◆ **WHAT IS BEING ASKED**
Pull out every line below holding the word "body".

• • • • • • •

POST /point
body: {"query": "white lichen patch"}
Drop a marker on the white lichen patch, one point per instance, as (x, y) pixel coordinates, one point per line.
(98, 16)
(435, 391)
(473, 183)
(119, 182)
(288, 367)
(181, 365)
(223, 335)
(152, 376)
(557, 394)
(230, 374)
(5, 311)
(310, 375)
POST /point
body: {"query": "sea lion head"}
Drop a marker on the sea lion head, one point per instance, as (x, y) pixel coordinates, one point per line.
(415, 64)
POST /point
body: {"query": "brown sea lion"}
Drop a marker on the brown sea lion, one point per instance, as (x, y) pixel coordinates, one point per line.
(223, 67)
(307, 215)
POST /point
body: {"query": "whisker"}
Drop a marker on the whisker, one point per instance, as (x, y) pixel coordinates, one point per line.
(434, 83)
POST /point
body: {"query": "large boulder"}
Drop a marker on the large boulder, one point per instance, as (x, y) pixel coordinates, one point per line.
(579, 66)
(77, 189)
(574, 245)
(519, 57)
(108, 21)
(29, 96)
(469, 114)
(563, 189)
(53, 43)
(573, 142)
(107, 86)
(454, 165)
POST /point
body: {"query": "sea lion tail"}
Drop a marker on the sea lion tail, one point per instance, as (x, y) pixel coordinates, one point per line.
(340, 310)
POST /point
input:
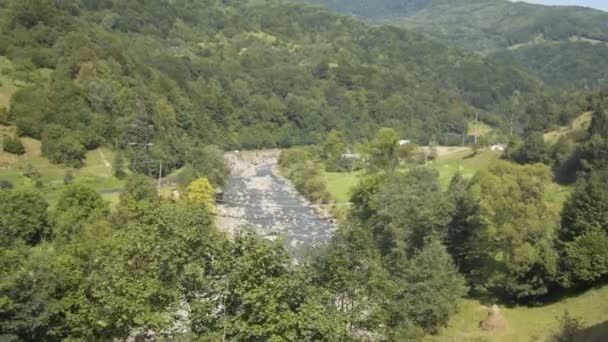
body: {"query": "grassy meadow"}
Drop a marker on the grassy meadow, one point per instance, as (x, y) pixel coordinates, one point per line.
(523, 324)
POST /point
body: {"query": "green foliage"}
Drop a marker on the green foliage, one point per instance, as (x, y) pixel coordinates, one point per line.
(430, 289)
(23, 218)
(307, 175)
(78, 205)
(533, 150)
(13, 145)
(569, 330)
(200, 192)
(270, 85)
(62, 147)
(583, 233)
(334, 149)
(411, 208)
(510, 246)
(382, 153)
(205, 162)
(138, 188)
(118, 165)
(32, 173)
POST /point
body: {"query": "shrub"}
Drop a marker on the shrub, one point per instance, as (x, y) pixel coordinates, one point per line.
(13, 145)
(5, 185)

• • • • • • •

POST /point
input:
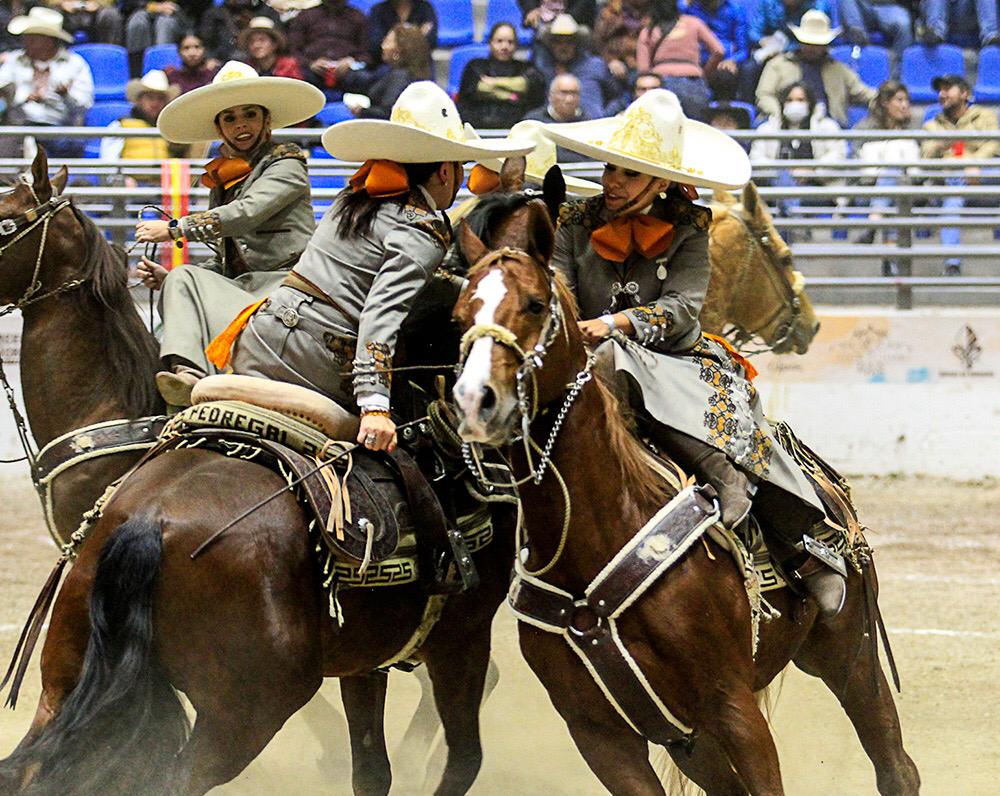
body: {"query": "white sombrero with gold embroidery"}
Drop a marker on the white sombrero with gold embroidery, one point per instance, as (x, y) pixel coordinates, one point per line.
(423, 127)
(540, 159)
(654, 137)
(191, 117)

• • • • • • •

◆ **TASK OUTPUT**
body: {"query": "white lichen patch"}
body: {"query": "sea lion head"}
body: {"query": "brown sea lion"}
body: {"query": "whisker"}
body: {"query": "large boulder"}
body: {"query": "sea lion tail"}
body: {"query": "grassy meadow"}
body: {"query": "green foliage"}
body: {"query": "shrub"}
body: {"query": "white sombrero with gold embroidery"}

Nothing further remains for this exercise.